[Dataset entries]
Begin
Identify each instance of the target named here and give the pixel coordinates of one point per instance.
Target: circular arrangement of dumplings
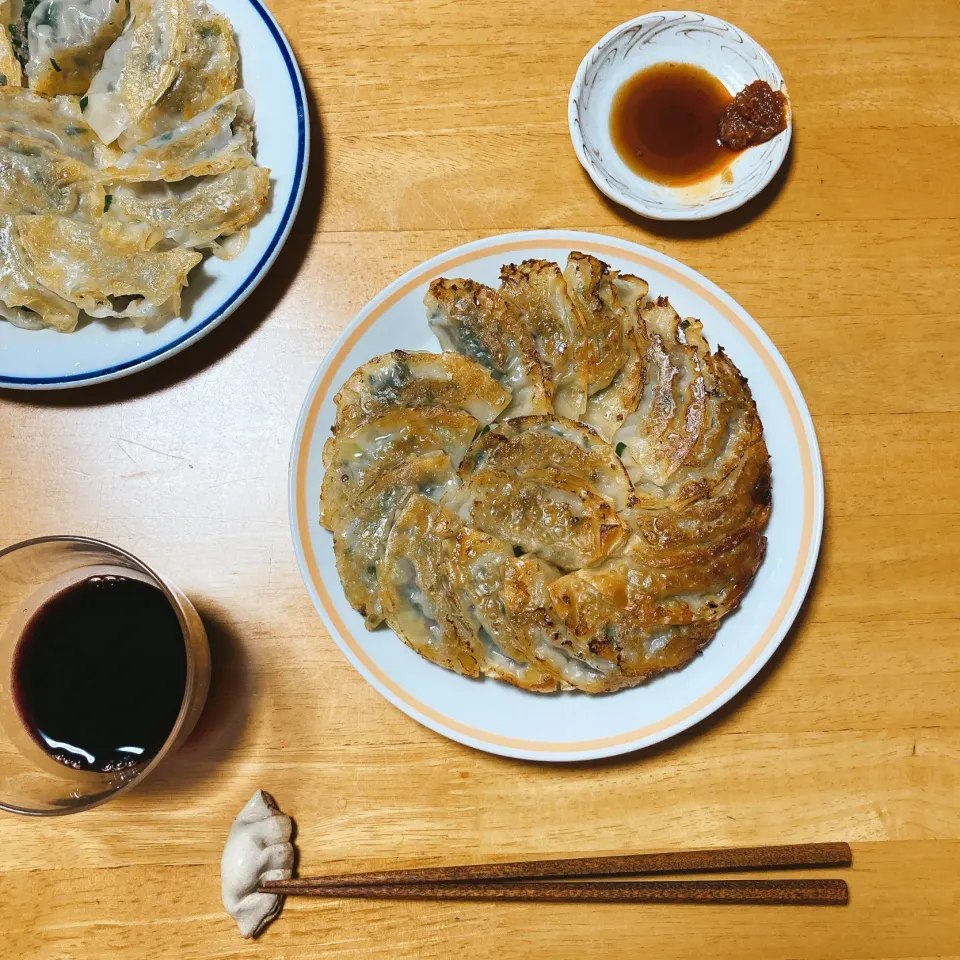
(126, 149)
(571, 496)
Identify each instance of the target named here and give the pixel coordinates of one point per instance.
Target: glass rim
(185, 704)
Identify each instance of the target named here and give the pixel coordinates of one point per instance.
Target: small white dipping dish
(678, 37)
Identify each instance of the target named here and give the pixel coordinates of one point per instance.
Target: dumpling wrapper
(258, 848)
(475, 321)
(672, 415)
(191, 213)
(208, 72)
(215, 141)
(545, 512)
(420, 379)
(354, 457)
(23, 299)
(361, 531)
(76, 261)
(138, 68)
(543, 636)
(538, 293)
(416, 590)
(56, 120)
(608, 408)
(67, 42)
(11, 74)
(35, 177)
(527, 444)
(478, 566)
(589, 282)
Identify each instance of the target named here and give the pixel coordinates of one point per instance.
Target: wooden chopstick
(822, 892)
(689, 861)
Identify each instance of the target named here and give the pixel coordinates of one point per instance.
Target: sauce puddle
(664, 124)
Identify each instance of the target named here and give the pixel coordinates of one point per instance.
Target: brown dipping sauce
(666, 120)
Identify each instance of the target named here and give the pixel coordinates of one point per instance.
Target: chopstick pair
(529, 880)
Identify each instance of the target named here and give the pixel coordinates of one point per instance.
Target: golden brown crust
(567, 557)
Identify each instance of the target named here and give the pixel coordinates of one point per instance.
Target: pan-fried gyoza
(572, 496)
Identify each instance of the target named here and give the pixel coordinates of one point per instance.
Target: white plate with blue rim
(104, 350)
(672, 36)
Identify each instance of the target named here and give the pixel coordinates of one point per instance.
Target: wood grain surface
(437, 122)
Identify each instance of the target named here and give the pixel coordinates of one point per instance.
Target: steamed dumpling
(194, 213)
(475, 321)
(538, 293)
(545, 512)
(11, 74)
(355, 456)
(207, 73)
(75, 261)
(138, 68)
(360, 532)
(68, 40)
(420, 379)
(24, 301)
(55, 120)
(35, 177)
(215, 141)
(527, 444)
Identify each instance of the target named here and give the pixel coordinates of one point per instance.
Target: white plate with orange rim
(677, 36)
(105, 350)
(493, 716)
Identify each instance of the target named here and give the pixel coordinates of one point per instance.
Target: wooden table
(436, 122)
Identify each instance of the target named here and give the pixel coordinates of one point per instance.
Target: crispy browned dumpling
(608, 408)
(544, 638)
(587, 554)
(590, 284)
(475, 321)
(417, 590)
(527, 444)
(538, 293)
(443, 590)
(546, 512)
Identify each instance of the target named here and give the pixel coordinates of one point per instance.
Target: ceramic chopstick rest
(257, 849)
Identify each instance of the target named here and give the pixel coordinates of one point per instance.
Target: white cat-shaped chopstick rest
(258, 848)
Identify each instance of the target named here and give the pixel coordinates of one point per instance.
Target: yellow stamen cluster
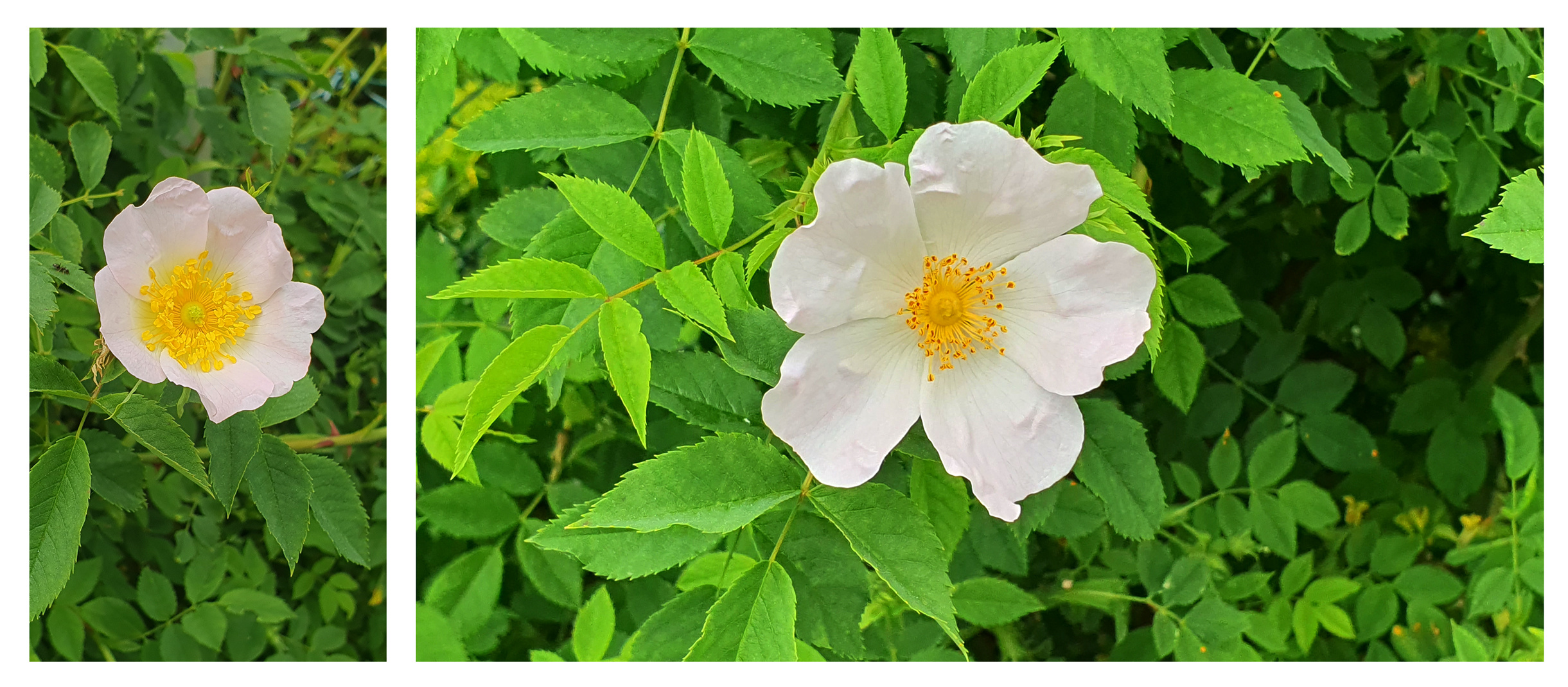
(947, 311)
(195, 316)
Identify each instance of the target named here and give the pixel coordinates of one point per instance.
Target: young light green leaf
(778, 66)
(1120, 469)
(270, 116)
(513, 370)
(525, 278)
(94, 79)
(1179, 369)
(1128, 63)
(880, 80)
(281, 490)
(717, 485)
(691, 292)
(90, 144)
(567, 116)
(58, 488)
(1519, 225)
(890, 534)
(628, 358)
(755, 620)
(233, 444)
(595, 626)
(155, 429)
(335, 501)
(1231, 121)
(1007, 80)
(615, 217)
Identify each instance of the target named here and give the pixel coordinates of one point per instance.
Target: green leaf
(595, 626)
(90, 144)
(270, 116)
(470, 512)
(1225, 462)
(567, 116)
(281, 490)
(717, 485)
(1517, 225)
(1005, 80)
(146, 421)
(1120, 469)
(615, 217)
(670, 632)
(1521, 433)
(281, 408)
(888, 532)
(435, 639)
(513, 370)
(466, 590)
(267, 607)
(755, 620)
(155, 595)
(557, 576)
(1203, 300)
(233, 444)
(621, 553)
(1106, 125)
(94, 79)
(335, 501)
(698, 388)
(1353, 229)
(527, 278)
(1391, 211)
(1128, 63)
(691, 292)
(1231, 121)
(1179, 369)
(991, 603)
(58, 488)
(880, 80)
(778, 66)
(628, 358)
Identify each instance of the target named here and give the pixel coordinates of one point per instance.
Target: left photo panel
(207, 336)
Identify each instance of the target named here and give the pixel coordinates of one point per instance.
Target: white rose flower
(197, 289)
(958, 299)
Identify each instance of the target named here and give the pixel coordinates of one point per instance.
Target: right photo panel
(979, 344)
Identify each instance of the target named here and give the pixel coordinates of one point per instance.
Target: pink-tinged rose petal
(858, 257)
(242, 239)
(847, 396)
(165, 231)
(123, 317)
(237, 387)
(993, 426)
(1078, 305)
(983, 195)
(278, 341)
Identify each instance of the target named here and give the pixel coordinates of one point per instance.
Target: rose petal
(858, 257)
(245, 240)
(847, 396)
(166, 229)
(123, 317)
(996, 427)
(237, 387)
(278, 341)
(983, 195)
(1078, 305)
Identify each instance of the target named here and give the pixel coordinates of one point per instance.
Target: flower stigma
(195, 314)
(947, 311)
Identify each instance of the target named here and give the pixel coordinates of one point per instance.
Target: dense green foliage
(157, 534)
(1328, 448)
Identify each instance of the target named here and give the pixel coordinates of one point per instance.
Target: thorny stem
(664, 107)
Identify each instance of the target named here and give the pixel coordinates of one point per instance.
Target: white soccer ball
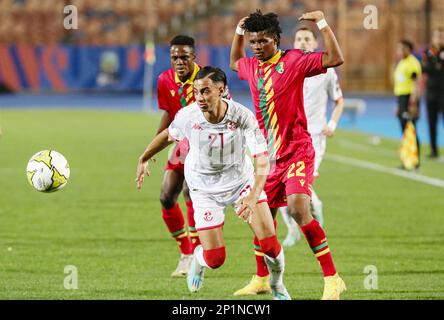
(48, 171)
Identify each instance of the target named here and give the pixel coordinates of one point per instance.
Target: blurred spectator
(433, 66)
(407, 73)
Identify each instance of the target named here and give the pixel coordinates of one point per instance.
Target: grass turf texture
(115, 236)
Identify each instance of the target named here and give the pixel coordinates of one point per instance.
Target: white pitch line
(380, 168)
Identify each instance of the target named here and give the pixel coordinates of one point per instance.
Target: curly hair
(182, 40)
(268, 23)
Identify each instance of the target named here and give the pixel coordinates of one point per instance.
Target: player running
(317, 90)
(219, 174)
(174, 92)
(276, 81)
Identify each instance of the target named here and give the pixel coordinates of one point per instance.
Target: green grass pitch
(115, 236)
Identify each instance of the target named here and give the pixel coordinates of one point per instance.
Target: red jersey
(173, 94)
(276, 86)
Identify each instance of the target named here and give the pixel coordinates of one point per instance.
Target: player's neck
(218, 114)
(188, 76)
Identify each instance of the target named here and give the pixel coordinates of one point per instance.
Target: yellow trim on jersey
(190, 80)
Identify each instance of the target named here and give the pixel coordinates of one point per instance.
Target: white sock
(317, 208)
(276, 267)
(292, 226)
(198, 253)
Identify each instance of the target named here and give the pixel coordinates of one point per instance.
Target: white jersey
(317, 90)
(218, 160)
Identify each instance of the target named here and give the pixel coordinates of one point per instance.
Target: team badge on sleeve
End
[What you have to do]:
Without the pictures, repeat all the records word for word.

[Exercise solution]:
Identify each instance of the target named here and give the pixel coordinates of one point per instance.
Target: circular arrangement of dumplings
(126, 149)
(571, 496)
Identify each instance of the target named here and give the pixel coordinates of one point per instance.
Target: glass rim
(185, 704)
Identify each instance of the target named here and give the pixel coordinates of one point per instance.
Target: small white dipping dish
(678, 37)
Identify each instance of the target named here and give the pixel coordinates of one point per instance.
Target: dumpling wrapper
(258, 848)
(475, 321)
(672, 415)
(191, 213)
(208, 72)
(215, 141)
(545, 512)
(420, 379)
(354, 457)
(23, 299)
(361, 531)
(76, 261)
(138, 68)
(543, 636)
(538, 293)
(416, 590)
(56, 120)
(608, 408)
(67, 42)
(11, 74)
(35, 177)
(527, 444)
(478, 566)
(589, 282)
Identify each instance of the target named here and give the pixel coordinates of one point per instance.
Target: wooden chopstick
(822, 892)
(689, 861)
Identify each instance of the target named here and give the pixel coordinates of one point per instance.
Target: sauce puddle
(664, 124)
Identify each instance of the target named here and give the pixel coordinates of one point per instance.
Target: brown dipping sauce
(666, 120)
Identify each instance of the target named here and give the pixel coordinates of one point per instance.
Target: chopstick pair
(529, 880)
Identify each instance of the target named here and give the pixel coordinates of one point per instance.
Target: golden brown crust
(567, 557)
Identify each instance of the target named here and give the pixel coordinates of one point per instance.
Target: pan-fried gyoza
(572, 496)
Identify each instance of the target named here and give the pixel coordinates of one point per instance.
Target: white plate with blue rim
(104, 350)
(672, 36)
Identify each instance of the target named here and give the pixel coordinates of one point per instance.
Target: wood grain surface
(437, 122)
Identify each instance of the target named here and give the pixel coordinates of one point per instance.
Target: steamed dumpling
(194, 213)
(475, 321)
(538, 293)
(545, 512)
(11, 74)
(355, 456)
(207, 73)
(75, 261)
(138, 68)
(360, 532)
(68, 40)
(420, 379)
(24, 301)
(55, 120)
(35, 177)
(215, 141)
(527, 444)
Identify each instance of the target named here and give the pixel coordinates of one point per instance.
Target: white plate with orange rim
(677, 36)
(105, 350)
(493, 716)
Identify each instance of the target named here and give the pixel coordinates of one point per instance.
Target: wooden table
(436, 122)
Identify each instance of the target named here and give the pixel coordinates of one point per instance.
Target: crispy browned dumpling
(608, 408)
(544, 638)
(587, 554)
(590, 284)
(475, 321)
(417, 590)
(527, 444)
(538, 293)
(443, 590)
(546, 512)
Identify each instance of the target named here and give the pixel coordinates of one point per instance.
Target: ceramic chopstick rest
(257, 849)
Identify each instance of the target named here and give the pixel coordinates of one point per instance.
Target: white cat-shaped chopstick rest
(258, 848)
Identify each instance of the target named here and give the pixel coordinates of one point per instance.
Target: yellow stamen cluster
(947, 311)
(195, 316)
Identify each instance of the target named here and give the pixel coordinates of one point per instance.
Target: young light green leaf
(778, 66)
(1120, 469)
(270, 116)
(513, 370)
(525, 278)
(94, 79)
(1179, 369)
(1128, 63)
(880, 80)
(281, 490)
(717, 485)
(691, 292)
(90, 144)
(567, 116)
(58, 488)
(1519, 225)
(890, 534)
(628, 358)
(755, 620)
(233, 444)
(595, 626)
(155, 429)
(335, 501)
(1231, 121)
(1007, 80)
(615, 217)
Identify each instance of the target named here and give the pixel coordinates of one point per instance.
Target: green leaf
(595, 626)
(90, 144)
(270, 116)
(470, 512)
(1225, 462)
(567, 116)
(281, 490)
(717, 485)
(1517, 225)
(1005, 80)
(146, 421)
(1120, 469)
(615, 217)
(670, 632)
(1521, 433)
(281, 408)
(888, 532)
(435, 639)
(513, 370)
(466, 590)
(267, 607)
(755, 620)
(155, 595)
(557, 576)
(1203, 300)
(233, 444)
(621, 553)
(1106, 125)
(94, 79)
(335, 501)
(698, 388)
(1353, 229)
(527, 278)
(1391, 211)
(1128, 63)
(691, 292)
(1231, 121)
(1179, 369)
(991, 603)
(58, 488)
(880, 80)
(778, 66)
(628, 358)
Identify each instance of the target named here and give the pixel coordinates of one point per instance.
Target: left photo panel
(207, 336)
Identify each instance of the target named here and give the pixel coordinates of one point per instance.
Target: white rose flower
(197, 289)
(958, 299)
Identify each instance of the target named here and give the pixel coordinates of one point per instance.
Target: right photo panel
(979, 344)
Identify each instance of the target named here and give the pixel coordinates of one point per instance.
Target: pink-tinged rose petal
(858, 257)
(242, 239)
(847, 396)
(165, 231)
(123, 317)
(237, 387)
(993, 426)
(1078, 305)
(983, 195)
(278, 341)
Identify each instance of the target named here and give the pixel coordinates of one point per instance.
Target: rose petal
(858, 257)
(245, 240)
(847, 396)
(166, 229)
(123, 317)
(996, 427)
(237, 387)
(278, 341)
(983, 195)
(1078, 305)
Identify each instance of the target named here and give the pixel coordinates of one point per instance.
Target: flower stigma
(195, 314)
(947, 311)
Identify each instance of the target named here and give the pixel coordinates of one point per instance.
Target: dense green foliage
(157, 534)
(1328, 448)
Identify each instance of the target named here and give the pixel coordinates of one point per instance.
Target: thorny stem
(664, 107)
Identify each instance of the target named here and give the pixel coordinates of one point per instance.
Target: white soccer ball
(48, 171)
Identify each instance of the target named here and give the pixel coordinates of one point per instance.
Target: blurred spectator
(433, 66)
(407, 73)
Identify each instance of the target named here and give the pixel coordinates of one point per instance.
Target: grass turf texture
(115, 236)
Identify each instance of the target named here and give the pixel coordinates of one point per instance.
Target: white pitch line
(380, 168)
Identify each instance of the target named here and give the pixel coordinates of one point per instance.
Target: curly hair
(182, 40)
(268, 23)
Identify each instance of the target named here and give the pixel coordinates of one point per instance.
Target: player running
(317, 90)
(219, 174)
(174, 92)
(276, 81)
Identify each instance of the target named here and give the pixel coordinates of one point per instance.
Target: green grass pitch
(115, 236)
Identify each instance of the target named here and give the pixel coordinates of one point per instance.
Target: red jersey
(173, 94)
(276, 86)
Identify each instance of the target named here and give the pixel coordinates of one point per instance.
Target: player's neck
(218, 114)
(188, 76)
Identify each instance of the target named here and give the pixel coordinates of one point per instance.
Target: yellow trim on jersey
(190, 80)
Identify each instance of the target named here and give the pixel coordinates of one point per instance.
Target: white sock
(317, 208)
(276, 267)
(292, 226)
(198, 253)
Identify each instance of the target named here and give the pixel coordinates of one point per instance.
Target: white jersey
(317, 90)
(218, 160)
Identify each instance of the target named here and give the pixel coordinates of one point per instance.
Target: team badge on sleeve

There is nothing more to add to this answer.